PROBLEM DETAILS –
Write out all of the items below again, requests included, and shift every point in the answers by adding 114 to both its x and y coordinates. Leave the pictures out.

Location labeling records –
______________________________
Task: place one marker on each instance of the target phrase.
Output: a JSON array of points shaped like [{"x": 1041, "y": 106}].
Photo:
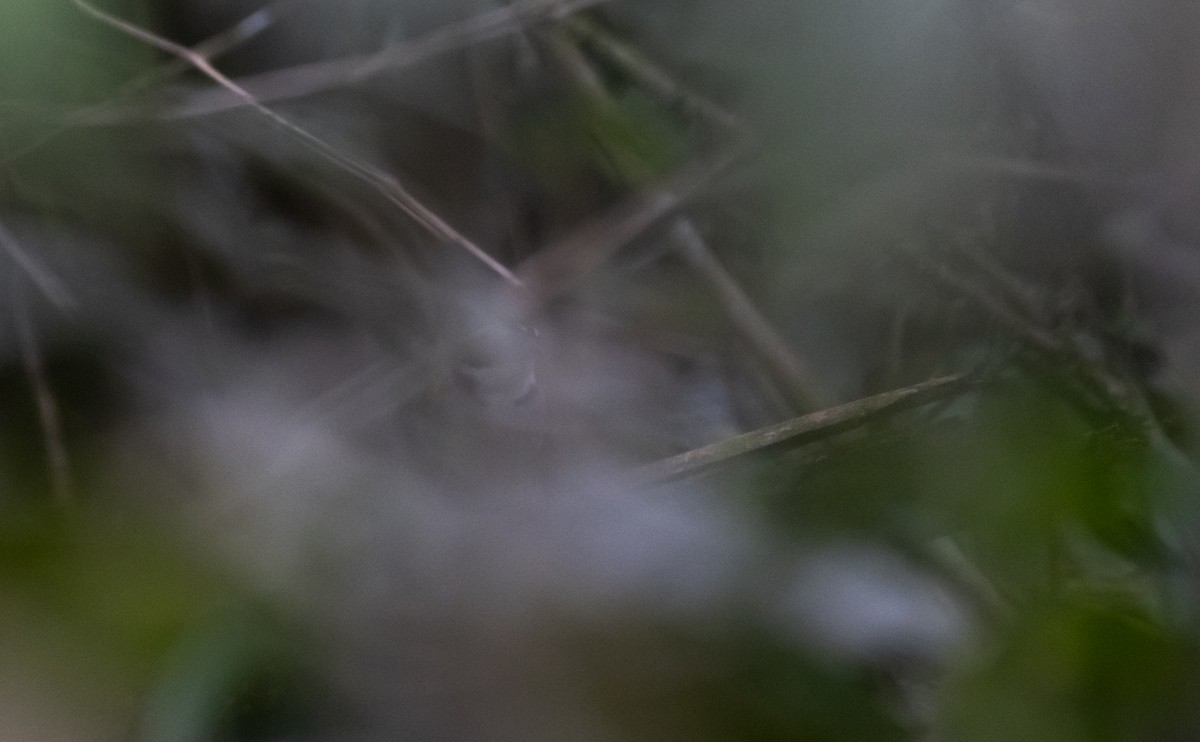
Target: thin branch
[
  {"x": 807, "y": 429},
  {"x": 1089, "y": 381},
  {"x": 801, "y": 386},
  {"x": 48, "y": 283},
  {"x": 387, "y": 185},
  {"x": 555, "y": 269},
  {"x": 311, "y": 78},
  {"x": 48, "y": 418},
  {"x": 210, "y": 48},
  {"x": 649, "y": 75}
]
______________________________
FULL SOLUTION –
Task: place one marker on each instance of the target phrase.
Output: a JSON array of points shaped like [{"x": 1041, "y": 106}].
Photo:
Target: thin branch
[
  {"x": 921, "y": 543},
  {"x": 1203, "y": 495},
  {"x": 915, "y": 500},
  {"x": 162, "y": 397},
  {"x": 501, "y": 299},
  {"x": 669, "y": 383},
  {"x": 425, "y": 192},
  {"x": 162, "y": 532},
  {"x": 324, "y": 162},
  {"x": 763, "y": 189}
]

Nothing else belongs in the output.